EXERCISE AIM:
Can you copy out the data exactly? Leave the images out.

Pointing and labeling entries
== == ==

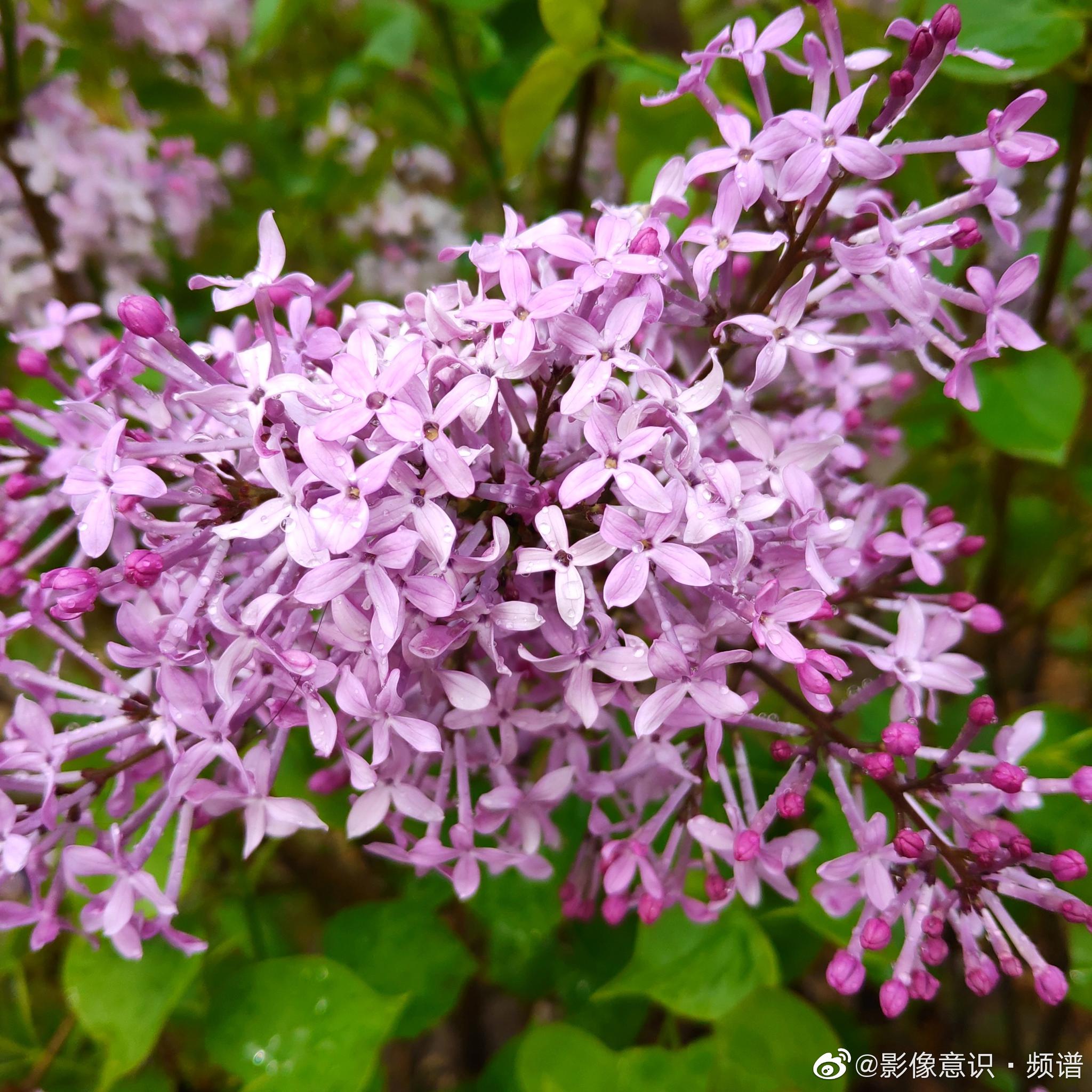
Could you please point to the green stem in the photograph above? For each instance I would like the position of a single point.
(443, 20)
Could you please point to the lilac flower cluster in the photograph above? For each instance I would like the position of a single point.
(552, 533)
(105, 196)
(190, 35)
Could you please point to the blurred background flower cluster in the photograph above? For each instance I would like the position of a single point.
(140, 140)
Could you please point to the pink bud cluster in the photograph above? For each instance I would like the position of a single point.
(104, 196)
(553, 533)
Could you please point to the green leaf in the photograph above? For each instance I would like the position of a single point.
(573, 23)
(535, 102)
(654, 1070)
(401, 948)
(771, 1044)
(299, 1024)
(124, 1004)
(1080, 966)
(269, 26)
(394, 43)
(1031, 404)
(522, 921)
(559, 1058)
(698, 971)
(1035, 35)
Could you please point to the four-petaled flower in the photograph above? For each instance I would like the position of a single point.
(231, 292)
(564, 560)
(97, 487)
(719, 238)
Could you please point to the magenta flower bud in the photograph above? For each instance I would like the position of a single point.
(782, 751)
(947, 23)
(717, 887)
(19, 486)
(1068, 866)
(33, 363)
(985, 620)
(69, 580)
(1051, 985)
(647, 242)
(282, 296)
(142, 316)
(614, 909)
(923, 985)
(967, 233)
(876, 934)
(982, 976)
(895, 997)
(1007, 778)
(909, 844)
(878, 766)
(982, 711)
(1019, 847)
(921, 45)
(934, 925)
(901, 738)
(747, 846)
(790, 805)
(143, 567)
(901, 83)
(1081, 781)
(1076, 912)
(846, 973)
(79, 590)
(984, 845)
(934, 951)
(970, 545)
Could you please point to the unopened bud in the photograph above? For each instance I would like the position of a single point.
(982, 711)
(947, 23)
(143, 567)
(142, 316)
(909, 844)
(33, 363)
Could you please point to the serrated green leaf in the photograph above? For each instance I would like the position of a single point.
(299, 1024)
(124, 1004)
(1031, 404)
(698, 971)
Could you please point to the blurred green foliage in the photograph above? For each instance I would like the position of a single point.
(329, 971)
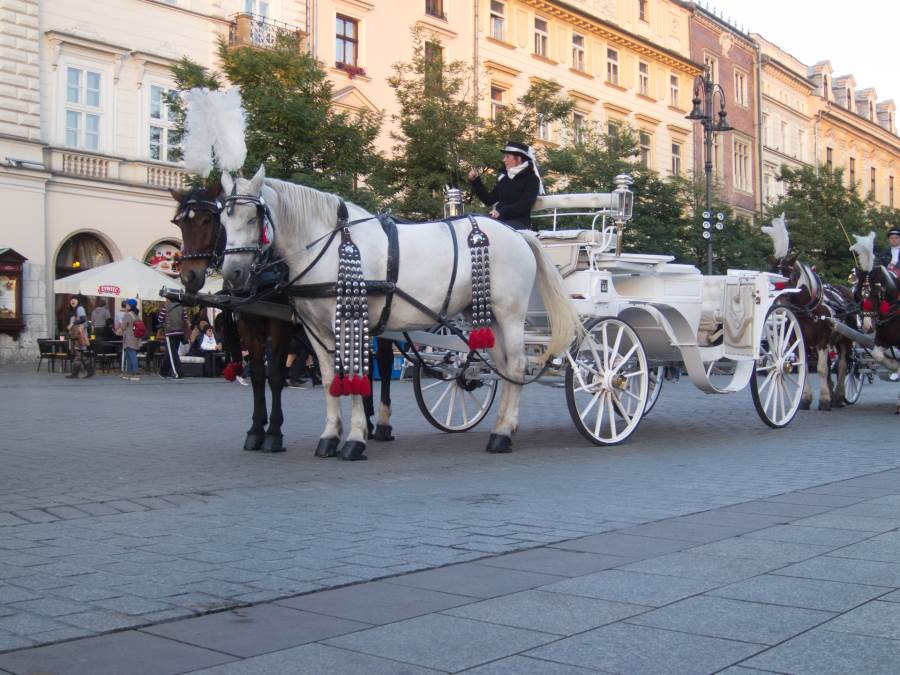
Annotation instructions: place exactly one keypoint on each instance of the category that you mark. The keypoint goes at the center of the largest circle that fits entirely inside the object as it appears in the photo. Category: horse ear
(227, 181)
(258, 178)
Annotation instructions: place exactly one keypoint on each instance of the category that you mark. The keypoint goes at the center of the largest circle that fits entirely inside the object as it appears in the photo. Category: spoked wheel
(777, 383)
(655, 379)
(607, 381)
(452, 396)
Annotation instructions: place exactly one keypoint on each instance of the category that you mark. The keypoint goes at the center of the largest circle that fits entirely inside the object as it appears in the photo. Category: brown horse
(198, 217)
(878, 292)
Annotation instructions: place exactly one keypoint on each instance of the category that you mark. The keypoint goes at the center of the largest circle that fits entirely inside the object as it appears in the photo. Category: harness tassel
(482, 337)
(351, 324)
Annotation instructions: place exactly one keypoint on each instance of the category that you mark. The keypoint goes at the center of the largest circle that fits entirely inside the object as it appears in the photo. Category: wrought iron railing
(253, 30)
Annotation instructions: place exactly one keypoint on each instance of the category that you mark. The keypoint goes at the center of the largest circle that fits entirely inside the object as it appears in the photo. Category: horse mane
(864, 248)
(779, 235)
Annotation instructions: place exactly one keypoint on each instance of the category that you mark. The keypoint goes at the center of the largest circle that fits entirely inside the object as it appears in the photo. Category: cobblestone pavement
(126, 504)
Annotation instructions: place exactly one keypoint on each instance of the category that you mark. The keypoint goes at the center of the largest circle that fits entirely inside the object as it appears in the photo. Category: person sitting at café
(208, 347)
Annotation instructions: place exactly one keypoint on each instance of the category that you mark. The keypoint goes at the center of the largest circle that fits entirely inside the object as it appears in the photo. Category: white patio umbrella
(124, 278)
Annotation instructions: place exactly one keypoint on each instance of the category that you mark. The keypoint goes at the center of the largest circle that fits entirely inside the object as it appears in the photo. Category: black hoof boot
(383, 432)
(327, 447)
(254, 441)
(273, 443)
(499, 444)
(353, 451)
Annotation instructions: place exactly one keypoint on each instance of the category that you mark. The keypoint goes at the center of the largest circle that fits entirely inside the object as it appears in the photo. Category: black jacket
(513, 197)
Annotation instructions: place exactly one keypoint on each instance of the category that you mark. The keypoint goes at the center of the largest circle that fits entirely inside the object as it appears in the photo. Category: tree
(292, 126)
(821, 213)
(440, 134)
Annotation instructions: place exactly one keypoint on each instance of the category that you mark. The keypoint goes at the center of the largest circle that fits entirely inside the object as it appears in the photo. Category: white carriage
(641, 314)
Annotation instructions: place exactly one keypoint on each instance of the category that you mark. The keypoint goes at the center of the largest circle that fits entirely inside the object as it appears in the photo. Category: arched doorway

== == ==

RESULT:
Could you please point to the green stem in the photograph above? For each instance I would like the position of a single point.
(443, 20)
Could you please point to the lilac flower cluster in the photograph above? For each instance I would like the position of a single point.
(552, 533)
(105, 196)
(190, 35)
Could you please point to the blurred background flower cluster in the photograph above? For each instance I would like the position of a single point.
(140, 140)
Could you please point to the pink bud cluster in the photograph above? For each instance I would like the position of a single point.
(104, 196)
(553, 533)
Could you please point to the green leaf in the photograph above? For each instance I would like the position of a single point.
(573, 23)
(535, 102)
(654, 1070)
(401, 948)
(771, 1044)
(299, 1024)
(124, 1004)
(1080, 966)
(269, 26)
(394, 43)
(1031, 404)
(522, 921)
(559, 1058)
(698, 971)
(1035, 35)
Could you please point to the four-petaled flower in the photograph above? For each instance I would like the position of a single point.
(231, 292)
(564, 560)
(97, 487)
(719, 238)
Could you please point to the magenta flower bud in the photograph above? For each instance I would like the position of a single point.
(782, 751)
(947, 23)
(717, 887)
(19, 486)
(1068, 866)
(33, 363)
(985, 620)
(69, 580)
(1051, 985)
(647, 242)
(282, 296)
(142, 316)
(614, 909)
(923, 985)
(967, 233)
(876, 934)
(982, 976)
(895, 997)
(1007, 778)
(909, 844)
(878, 766)
(982, 711)
(1019, 847)
(921, 45)
(934, 925)
(901, 738)
(747, 846)
(790, 805)
(143, 567)
(901, 83)
(1081, 781)
(1076, 912)
(846, 973)
(79, 590)
(984, 845)
(934, 951)
(970, 545)
Could you please point to the unopened bud in the photograph above? For each instance I would like the position of a single point.
(982, 711)
(947, 23)
(143, 567)
(142, 316)
(909, 844)
(33, 363)
Could you please point to the serrated green leaf in the photograph above? For each instance I would like the position of a single point.
(299, 1024)
(124, 1004)
(1031, 404)
(698, 971)
Could you please point to the blurred green foliage in the photograph above? For each instance I would like the position of a single point.
(329, 971)
Annotation instructions: place exactly one keypoint on each instance of the category that you mark. The keypoint goes at the center of the largest circle that fits entirely inside the object as it appears in the photo. Category: horse ear
(227, 181)
(258, 178)
Annotation instructions: place exactly one keypoint on each instance of the category that you mark. The keypoint goes at the center of the largest circle that fits entirely inside the object as it appears in the photo. Category: spoked wheel
(777, 383)
(655, 379)
(607, 381)
(452, 396)
Annotation instructions: place exactly one keypoint on each instance of the category that you mark. The keypoint goes at the center of the largest circle that fits entirely inside the object as it appears in the photo. Category: brown horse
(198, 217)
(878, 292)
Annotation instructions: place exactly one keypoint on each instance of the category that you mark. The keypoint goes at the center of the largest circle that fits entirely inside the object as it appears in the photo. Category: harness tassel
(482, 337)
(351, 324)
Annotation instructions: place exactly one keypoint on each instance of the category that you mark. The keypoint goes at the center of the largest circle that fits entirely inside the object as it appears in the photo. Category: wrought iron railing
(253, 30)
Annotation instructions: place exactly one keypoint on each instance of the category that you mark. The keypoint goes at the center of the largest circle that fits entirely inside the object as it appears in the photo. Category: horse mane
(864, 248)
(779, 235)
Annotation instructions: place exactly one keypoint on each instance of the category that you mark. The keypoint goes at the center of the largest circle that fits entirely inside the object as it appears in the photo. Category: cobblestone pavement
(126, 504)
Annotation instructions: place exactly one keypoint on each instance of the category that you mark. The keypoint goes at the center of the largest circle that fits entirely inside the object as it appears in the photo. Category: person sitting at café
(208, 347)
Annotation instructions: place exactly one keypoint on each instance of the category that you mark. The keypoint goes at the center of the largest circle that fits entirely inside the object as it appears in the photo. Category: white patio umbrella
(124, 278)
Annotation instructions: place exactly one keypoint on each instance of the category that you mark. The keypoint goes at the center of the largest circle that fits entirely inside the object as it appears in the photo. Category: black hoof boot
(383, 432)
(327, 447)
(254, 441)
(273, 443)
(499, 444)
(353, 451)
Annotation instructions: place exactly one keypoint on each instance of the category that you mark. The keypoint goes at the center of the largest circle that fits entirely inside the object as it appears in the photo. Category: black jacket
(513, 197)
Annotation instructions: place exactly one keypoint on each instance of the category that you mark. The keypoint goes at the center of the largest circle that fits entirely inside the object as it appears in the photo. Category: tree
(292, 126)
(821, 213)
(440, 134)
Annotation instructions: place exactly one keypoint on each instance of the category that you mark. The keypoint goes at the center of the largest circle that fits entirely inside the object as it appears in the photo. Category: white carriage
(641, 314)
Annotation instructions: place exactly one keypoint on each instance of the category that you mark. The keypoint goes at the center of the largest circle that fits entirely inside the object as it appears in the photo. Category: arched doorway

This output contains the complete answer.